In the material below, rewrite the lines from the one containing "the dog's paw" through the one containing "x=250, y=127", replacing "forest floor" with "leafy ground" and changing nothing else. Return only those lines.

** start Input records **

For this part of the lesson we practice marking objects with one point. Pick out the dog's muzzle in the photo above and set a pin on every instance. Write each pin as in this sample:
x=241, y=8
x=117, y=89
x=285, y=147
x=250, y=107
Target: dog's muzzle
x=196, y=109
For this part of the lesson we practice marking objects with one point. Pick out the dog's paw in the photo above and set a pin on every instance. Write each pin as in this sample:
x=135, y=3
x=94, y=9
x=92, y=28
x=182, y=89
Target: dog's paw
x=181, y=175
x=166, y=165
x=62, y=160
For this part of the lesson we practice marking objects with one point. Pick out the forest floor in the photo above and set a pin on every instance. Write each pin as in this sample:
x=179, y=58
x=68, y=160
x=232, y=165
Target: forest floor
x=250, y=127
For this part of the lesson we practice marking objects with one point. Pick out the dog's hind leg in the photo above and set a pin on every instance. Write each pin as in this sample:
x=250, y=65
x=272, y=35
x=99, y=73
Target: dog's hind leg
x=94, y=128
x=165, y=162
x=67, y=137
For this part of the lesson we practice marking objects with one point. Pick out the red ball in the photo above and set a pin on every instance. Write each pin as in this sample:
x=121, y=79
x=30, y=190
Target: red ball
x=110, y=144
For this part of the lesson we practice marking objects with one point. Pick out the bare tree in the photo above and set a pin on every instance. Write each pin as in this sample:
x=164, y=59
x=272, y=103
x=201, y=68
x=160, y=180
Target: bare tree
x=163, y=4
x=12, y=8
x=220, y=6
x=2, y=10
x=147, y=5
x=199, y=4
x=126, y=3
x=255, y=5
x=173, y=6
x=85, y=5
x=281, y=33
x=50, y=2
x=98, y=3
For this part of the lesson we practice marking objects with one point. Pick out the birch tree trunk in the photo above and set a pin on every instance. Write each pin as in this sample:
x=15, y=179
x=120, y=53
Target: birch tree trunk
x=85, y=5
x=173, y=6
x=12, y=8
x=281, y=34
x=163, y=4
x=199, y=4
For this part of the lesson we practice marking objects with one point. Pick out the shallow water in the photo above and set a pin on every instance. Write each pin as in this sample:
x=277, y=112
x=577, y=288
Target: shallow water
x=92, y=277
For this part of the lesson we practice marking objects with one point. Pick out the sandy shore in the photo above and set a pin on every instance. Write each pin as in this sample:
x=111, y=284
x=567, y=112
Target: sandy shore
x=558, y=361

** end Input records **

*Answer to this exercise*
For this part of the lesson we practice marking objects with one point. Pick out the dog's paw in the photo above and set a pin on every instance. Write each pin as in this sample:
x=135, y=3
x=94, y=9
x=92, y=28
x=182, y=89
Target: dog's paw
x=181, y=175
x=166, y=165
x=62, y=160
For this part of the lesson we practice marking objects with one point. Pick out the leafy ground in the photo above and set a pin on every instance. Write each pin as in this sample:
x=179, y=58
x=68, y=160
x=232, y=165
Target: leafy ground
x=250, y=127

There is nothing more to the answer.